● Requirements:
1. Which kinds of participants does the Imperial Diet text say convened in Regensburg?
2. Edit the Imperial Diet text from "The Imperial Diet" to "free city benches.", putting "Frankfurt" in place of "Regensburg".

● Extracted text:
====

The Imperial Diet was the primary legislative body in the Holy Roman Empire after 1648. Various princes, bishops, abbots and free cities convened in Regensburg to vote upon and enact laws across the Empire. The allocation of votes were carefully considered with a goal of maintaining balance between Protestant and Catholic princes. Votes were cast by princes in relation to the number of estates with voting rights and the members were arranged into 3 colleges; and 2 prelate benches, 4 count benches, and 2 free city benches.

Following the French Revolution, French forces defeated Imperial forces and occupied most Imperial land on the left bank of the Rhine. France formally annexed the left bank by the Treaty of Campo Formio in 1797, and German princes were stripped of this land though it was not until the Treaty of Lunéville in 1801 that this was enforced. The Treaty of Lunéville also specified that princes that lost land to France, as well as certain dispossessed Italian princes, were to be compensated with new lands elsewhere in the Empire. It was swiftly decided that the ecclesiastical principalities and free cities would be suppressed and dispersed.

====

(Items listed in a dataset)

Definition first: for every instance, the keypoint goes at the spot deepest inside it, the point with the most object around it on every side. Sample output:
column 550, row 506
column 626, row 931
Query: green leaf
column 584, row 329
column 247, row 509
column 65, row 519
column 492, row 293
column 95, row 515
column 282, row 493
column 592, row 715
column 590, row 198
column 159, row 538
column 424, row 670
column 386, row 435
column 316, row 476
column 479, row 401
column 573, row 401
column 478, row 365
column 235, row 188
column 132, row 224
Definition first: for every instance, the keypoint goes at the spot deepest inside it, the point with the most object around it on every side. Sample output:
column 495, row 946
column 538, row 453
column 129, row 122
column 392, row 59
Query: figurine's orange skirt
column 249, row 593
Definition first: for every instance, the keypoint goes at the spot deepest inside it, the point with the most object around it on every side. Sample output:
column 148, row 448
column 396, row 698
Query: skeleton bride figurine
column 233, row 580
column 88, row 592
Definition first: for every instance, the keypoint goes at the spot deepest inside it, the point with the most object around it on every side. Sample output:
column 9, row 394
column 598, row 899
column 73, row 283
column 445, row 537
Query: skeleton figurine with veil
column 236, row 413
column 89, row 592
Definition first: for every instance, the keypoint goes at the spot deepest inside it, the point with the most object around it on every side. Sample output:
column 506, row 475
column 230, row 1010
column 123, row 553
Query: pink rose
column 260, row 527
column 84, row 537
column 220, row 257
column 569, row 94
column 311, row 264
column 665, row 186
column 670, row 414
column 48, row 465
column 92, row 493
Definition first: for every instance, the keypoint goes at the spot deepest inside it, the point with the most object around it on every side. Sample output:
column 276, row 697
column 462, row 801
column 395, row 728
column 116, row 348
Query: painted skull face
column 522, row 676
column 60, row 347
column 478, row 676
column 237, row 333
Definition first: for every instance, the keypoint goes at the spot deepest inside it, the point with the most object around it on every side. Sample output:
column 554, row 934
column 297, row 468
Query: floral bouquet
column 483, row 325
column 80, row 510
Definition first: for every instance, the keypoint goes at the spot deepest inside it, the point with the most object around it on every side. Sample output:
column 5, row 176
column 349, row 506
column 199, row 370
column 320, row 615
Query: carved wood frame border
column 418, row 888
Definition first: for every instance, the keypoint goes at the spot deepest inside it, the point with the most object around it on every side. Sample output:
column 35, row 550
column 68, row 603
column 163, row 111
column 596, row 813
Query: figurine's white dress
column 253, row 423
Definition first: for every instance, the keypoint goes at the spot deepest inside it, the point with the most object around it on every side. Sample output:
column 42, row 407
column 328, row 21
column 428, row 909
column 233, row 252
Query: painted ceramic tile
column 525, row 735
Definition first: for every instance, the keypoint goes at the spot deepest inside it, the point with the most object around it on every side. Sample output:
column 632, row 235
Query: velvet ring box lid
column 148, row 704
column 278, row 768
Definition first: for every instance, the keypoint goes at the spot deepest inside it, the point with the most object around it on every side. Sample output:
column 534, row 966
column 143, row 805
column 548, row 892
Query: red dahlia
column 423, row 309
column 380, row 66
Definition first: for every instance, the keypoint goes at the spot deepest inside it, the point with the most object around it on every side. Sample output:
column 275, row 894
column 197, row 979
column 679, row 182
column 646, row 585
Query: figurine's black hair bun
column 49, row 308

====

● Answers for the tasks:
1. Princes, bishops, abbots and free cities

2.
The Imperial Diet was the primary legislative body in the Holy Roman Empire after 1648. Various princes, bishops, abbots and free cities convened in Frankfurt to vote upon and enact laws across the Empire. The allocation of votes were carefully considered with a goal of maintaining balance between Protestant and Catholic princes. Votes were cast by princes in relation to the number of estates with voting rights and the members were arranged into 3 colleges; and 2 prelate benches, 4 count benches, and 2 free city benches.